*STATED TASK*: Rewrite the lines from the line that contains "it for cable" to the line that contains "[498,142,598,155]", replacing "stair railing" with "staircase banister" and leaving everything else unchanged.

*INPUT ROWS*:
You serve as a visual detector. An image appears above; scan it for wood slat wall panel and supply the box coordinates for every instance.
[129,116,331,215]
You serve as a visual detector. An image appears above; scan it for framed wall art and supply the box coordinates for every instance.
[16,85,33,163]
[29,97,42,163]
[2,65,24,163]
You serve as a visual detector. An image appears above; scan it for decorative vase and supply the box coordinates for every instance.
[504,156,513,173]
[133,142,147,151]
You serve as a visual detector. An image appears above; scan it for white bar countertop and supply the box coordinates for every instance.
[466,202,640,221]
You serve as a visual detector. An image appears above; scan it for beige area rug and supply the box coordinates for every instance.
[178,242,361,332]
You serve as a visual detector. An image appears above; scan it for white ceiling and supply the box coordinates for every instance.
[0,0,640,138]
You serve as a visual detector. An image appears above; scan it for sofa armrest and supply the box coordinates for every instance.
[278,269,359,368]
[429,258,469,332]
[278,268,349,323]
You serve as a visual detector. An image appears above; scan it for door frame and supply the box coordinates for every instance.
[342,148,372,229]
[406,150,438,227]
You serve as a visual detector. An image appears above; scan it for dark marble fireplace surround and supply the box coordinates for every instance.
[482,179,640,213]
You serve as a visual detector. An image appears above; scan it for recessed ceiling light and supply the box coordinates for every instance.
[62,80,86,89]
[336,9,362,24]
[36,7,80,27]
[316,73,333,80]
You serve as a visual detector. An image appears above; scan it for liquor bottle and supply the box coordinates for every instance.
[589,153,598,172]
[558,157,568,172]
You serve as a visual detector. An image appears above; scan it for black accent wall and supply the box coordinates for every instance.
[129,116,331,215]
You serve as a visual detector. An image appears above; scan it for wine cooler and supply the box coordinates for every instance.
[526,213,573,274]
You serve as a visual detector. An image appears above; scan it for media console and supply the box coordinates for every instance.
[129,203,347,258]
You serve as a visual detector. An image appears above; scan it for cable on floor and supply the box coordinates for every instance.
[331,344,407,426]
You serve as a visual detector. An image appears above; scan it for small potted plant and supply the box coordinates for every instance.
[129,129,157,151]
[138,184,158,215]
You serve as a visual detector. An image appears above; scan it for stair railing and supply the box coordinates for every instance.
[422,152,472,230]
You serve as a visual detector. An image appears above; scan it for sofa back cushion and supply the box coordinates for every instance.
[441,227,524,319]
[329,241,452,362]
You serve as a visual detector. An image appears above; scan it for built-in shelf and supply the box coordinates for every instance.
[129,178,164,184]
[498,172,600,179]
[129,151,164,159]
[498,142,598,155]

--

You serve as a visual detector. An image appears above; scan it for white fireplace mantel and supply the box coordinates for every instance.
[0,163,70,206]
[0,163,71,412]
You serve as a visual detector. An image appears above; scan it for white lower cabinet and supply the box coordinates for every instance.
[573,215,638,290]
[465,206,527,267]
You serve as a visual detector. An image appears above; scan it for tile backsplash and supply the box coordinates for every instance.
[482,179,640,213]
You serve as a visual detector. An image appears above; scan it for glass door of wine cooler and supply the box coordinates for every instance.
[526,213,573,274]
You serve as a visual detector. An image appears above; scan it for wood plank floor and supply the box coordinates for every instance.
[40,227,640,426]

*CORRECT RESULT*:
You serve as a visual detector. An image appears above; scan it for cable on floor and supply the box coordinates for every instance.
[331,344,407,426]
You serve as a visual detector. An image appears above; scan it for small potted plant and supply the box coordinates for every instance.
[129,129,157,151]
[138,184,158,215]
You serve as a visual detector. An image appears above; scan it for staircase banister and supply the box coordinates for every instance.
[422,152,472,230]
You serve as a visual detector. An image appears above; scan it for sofa back cushion and supply the box coordinates for every instance.
[441,227,524,319]
[329,241,452,362]
You serve as a visual detector. An image appears above; scan it for built-in shelf and supply the box coordinates for every instance.
[129,178,164,184]
[498,172,600,179]
[129,151,164,159]
[498,142,598,155]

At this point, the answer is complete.